- PROBLEM:
Gather every line in the entries below that contains the string "flag", and copy each such line in full. Treat uppercase and lowercase letters as different.
..........
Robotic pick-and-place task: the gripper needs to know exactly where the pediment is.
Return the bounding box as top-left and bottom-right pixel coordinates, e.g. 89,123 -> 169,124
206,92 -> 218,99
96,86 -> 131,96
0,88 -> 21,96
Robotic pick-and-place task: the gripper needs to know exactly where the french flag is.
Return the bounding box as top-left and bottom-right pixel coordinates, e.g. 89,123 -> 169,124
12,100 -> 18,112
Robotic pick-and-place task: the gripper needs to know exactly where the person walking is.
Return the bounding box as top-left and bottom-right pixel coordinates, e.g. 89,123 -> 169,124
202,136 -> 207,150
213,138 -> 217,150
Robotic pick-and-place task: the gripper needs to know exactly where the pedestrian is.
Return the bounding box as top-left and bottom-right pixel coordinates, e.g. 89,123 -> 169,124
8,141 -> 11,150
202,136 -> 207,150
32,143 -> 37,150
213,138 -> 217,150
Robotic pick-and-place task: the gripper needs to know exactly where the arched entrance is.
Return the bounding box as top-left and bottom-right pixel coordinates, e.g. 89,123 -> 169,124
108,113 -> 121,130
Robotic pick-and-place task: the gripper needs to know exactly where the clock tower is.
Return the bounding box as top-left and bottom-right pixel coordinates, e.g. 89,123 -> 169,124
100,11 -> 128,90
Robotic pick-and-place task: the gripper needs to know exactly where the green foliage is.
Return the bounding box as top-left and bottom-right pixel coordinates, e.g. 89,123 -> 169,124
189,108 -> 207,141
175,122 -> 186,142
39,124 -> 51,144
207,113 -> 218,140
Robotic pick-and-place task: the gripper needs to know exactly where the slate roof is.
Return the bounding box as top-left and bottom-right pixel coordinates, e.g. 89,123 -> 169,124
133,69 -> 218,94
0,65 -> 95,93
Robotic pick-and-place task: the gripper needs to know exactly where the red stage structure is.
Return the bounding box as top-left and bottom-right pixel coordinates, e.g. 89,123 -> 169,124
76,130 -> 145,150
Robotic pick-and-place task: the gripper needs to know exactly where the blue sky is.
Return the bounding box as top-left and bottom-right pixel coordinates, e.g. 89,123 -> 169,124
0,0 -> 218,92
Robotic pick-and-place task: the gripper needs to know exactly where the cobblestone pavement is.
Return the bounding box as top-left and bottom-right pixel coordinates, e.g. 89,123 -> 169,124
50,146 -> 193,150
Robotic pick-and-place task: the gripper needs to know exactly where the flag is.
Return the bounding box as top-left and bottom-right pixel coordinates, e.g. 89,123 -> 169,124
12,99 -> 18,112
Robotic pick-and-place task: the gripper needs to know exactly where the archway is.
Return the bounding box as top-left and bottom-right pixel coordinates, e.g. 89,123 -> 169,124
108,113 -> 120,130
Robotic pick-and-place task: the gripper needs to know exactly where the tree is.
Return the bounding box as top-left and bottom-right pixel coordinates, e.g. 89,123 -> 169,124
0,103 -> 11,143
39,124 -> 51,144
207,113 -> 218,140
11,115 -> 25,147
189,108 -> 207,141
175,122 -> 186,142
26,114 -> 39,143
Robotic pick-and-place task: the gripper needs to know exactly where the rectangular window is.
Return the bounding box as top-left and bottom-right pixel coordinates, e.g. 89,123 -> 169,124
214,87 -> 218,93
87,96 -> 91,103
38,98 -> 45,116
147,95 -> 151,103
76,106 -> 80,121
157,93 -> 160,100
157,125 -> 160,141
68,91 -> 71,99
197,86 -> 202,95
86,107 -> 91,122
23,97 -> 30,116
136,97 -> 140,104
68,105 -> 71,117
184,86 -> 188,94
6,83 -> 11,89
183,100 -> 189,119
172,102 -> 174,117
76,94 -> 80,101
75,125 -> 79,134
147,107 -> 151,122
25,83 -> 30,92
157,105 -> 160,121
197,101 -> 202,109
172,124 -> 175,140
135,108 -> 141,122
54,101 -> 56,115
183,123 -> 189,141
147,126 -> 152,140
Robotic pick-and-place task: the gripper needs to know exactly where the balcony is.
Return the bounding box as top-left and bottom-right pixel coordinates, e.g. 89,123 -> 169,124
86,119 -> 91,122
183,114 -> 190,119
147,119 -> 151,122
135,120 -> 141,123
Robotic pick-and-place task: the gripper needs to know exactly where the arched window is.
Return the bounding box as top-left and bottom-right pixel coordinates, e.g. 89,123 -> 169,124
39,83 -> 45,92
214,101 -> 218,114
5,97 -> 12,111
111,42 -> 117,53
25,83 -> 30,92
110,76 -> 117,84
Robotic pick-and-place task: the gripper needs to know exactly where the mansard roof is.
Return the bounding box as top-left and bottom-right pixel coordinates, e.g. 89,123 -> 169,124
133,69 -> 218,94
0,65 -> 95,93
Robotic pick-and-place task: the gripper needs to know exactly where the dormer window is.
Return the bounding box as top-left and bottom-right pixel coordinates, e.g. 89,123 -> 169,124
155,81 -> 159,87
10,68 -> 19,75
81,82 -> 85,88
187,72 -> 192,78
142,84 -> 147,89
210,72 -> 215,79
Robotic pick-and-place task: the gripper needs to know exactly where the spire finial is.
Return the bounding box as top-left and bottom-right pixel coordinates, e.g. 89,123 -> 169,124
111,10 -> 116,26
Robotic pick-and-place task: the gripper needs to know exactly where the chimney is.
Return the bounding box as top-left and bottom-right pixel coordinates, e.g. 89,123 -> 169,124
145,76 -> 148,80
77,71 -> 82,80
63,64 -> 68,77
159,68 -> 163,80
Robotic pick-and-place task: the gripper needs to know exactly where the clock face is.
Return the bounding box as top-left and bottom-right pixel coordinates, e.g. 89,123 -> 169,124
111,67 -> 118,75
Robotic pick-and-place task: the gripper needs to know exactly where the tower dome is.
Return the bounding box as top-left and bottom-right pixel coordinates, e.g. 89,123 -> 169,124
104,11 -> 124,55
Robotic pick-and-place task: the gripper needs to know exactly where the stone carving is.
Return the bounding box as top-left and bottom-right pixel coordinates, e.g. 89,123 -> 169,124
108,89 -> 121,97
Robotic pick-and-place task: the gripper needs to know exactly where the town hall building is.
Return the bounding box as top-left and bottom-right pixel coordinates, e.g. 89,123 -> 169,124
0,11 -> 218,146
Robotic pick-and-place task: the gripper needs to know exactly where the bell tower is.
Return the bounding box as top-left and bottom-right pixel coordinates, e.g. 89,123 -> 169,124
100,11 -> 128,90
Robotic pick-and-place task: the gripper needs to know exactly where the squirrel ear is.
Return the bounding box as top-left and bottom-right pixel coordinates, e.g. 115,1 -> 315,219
..........
- RESPONSE:
Robotic pick-and-place task: the gripper needs to know exactly where the french flag is.
Robotic pick-and-place task: the gripper needs to know exactly where the flag is.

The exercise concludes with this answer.